### TASK ITEM
Hand back all records exactly, pictures omitted.

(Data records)
· · ·

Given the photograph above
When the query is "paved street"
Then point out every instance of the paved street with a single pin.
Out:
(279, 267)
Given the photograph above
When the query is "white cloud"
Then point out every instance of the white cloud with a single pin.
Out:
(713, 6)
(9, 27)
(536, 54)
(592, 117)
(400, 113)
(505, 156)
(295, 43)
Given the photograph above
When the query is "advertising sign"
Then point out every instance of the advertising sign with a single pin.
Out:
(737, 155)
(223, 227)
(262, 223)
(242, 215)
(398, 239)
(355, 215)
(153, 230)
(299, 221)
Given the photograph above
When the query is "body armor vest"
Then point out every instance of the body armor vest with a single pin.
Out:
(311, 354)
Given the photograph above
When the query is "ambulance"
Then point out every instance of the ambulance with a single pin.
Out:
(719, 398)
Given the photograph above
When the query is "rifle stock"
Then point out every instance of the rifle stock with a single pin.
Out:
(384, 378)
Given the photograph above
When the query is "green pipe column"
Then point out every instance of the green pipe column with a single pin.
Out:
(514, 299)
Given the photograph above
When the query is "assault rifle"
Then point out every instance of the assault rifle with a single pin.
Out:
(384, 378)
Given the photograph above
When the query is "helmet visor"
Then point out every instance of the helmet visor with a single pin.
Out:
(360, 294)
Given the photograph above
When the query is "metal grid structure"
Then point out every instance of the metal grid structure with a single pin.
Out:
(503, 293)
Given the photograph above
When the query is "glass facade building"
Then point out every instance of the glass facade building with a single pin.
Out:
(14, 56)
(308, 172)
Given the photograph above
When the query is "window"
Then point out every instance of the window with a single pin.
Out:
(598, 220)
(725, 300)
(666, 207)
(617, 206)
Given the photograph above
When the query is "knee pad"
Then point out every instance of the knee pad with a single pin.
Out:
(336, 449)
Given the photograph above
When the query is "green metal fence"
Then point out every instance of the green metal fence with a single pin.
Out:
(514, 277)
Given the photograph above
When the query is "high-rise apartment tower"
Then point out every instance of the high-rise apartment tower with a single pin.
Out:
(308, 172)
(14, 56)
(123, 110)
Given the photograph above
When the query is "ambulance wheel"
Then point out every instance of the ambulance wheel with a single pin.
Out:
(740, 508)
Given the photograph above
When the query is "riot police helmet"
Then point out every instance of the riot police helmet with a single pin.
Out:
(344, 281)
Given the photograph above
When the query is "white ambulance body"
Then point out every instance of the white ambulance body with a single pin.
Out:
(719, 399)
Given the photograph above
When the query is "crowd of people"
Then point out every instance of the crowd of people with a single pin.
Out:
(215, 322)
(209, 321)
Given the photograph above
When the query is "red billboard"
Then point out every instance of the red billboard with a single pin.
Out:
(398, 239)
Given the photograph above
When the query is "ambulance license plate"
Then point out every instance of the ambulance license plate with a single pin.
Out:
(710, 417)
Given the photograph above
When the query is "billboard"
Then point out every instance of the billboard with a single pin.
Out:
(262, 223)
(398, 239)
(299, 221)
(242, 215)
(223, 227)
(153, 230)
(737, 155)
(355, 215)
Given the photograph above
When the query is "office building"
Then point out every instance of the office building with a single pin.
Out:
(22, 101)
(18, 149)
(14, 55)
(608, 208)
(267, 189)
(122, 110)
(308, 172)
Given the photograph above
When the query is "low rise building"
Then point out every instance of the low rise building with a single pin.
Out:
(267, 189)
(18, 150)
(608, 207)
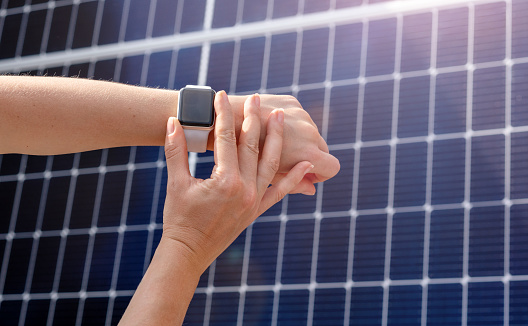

· · ·

### ANSWER SECTION
Given the photograph above
When the query is "paved street"
Then point out every instance of the paved street with a single pin.
Out:
(279, 267)
Given the photograph above
When the query is "white cloud"
Then point out every instance of the white cloud with a single pin.
Out:
(713, 6)
(9, 27)
(536, 54)
(592, 117)
(400, 113)
(505, 156)
(295, 43)
Given the photograph above
When the query is "advertising sign"
Then point out every instance of the advertising sign with a single pin.
Out:
(737, 155)
(223, 227)
(262, 223)
(242, 215)
(398, 239)
(355, 215)
(153, 230)
(299, 221)
Given the photograph above
When the query is "body armor vest"
Then point out every instance of the body armor vest with a single pin.
Out:
(311, 354)
Given the photograph above
When the query is "ambulance"
Then point out every instance of the ambulance with a single pin.
Out:
(719, 398)
Given the photograph above
When the query is "rifle stock"
Then point out every instance of the rifle stock with a single pin.
Out:
(384, 378)
Given the photograph above
When the query is "green pipe column"
Then point out every instance of the green pipe column with a single pin.
Out:
(514, 299)
Given the photograph above
When the query is "assault rifle"
Then point out every instance of the assault rifle with a single pin.
Out:
(384, 378)
Given the photograph above
When the query is "helmet visor"
Then point out every instance of the helmet visor with a single pin.
Out:
(360, 294)
Given the photograph above
When the query is "metal grid structure"
Then point out every instance of the metal grid structure with a single pin.
Out:
(503, 293)
Given the photograph above
When the query is "glass facade building"
Then point out every instance of the glass facade building with a single pin.
Out:
(14, 56)
(308, 172)
Given the photograph above
When the query is "window"
Then point out every instance of the window with a single pin.
Out:
(598, 220)
(725, 300)
(666, 207)
(617, 206)
Given the photograph above
When the query is "knee pad"
Then point out every instance of the knee pad with a single pin.
Out:
(336, 449)
Given the photograph above
When the query is "green metal fence"
Then point out every instance of the green metal fence with a single pin.
Out:
(514, 277)
Given the photograph above
When the query is "high-rise apartment tower"
Then point out every instance of the high-rise apartment tower with a single pin.
Out:
(308, 172)
(14, 56)
(123, 110)
Given the photograph above
When the query is "ambulance wheel"
Then point out every instance of the ambulance wheel with a single pin.
Out:
(740, 508)
Given the photograph above
When the query is "riot police helmet"
Then point out every instance of the riot police helmet with a single pin.
Out:
(344, 281)
Given the photograph above
When the query is "white ambulance body"
Then point out every instance of the white ambulance body with a single pin.
Out:
(719, 399)
Given the photograph above
When the query is "crowd of people"
Then point out every instance of the crowd of people with a single pin.
Out:
(215, 322)
(209, 321)
Given the photograph above
When the query is "red billboard"
Then point out every instance of the red billboard with a single pin.
Out:
(398, 239)
Given the photograph above
When the query is "ambulance license plate"
Then point out every instance of the ambulance license plate with a single pin.
Out:
(710, 417)
Given the photograph above
When the query is "billboard"
Then point out every instance of the billboard with a single pin.
Out:
(262, 223)
(398, 239)
(299, 221)
(242, 215)
(223, 227)
(153, 230)
(737, 155)
(355, 215)
Given the photograph above
When the query is "office building"
Then point out every instance of the office building with a single pin.
Out:
(22, 101)
(18, 149)
(14, 55)
(608, 208)
(267, 189)
(122, 110)
(308, 172)
Given the photograph above
When the query is "low rise building"
Then point out every instance of the low rise building with a single pin.
Out:
(267, 189)
(18, 150)
(608, 207)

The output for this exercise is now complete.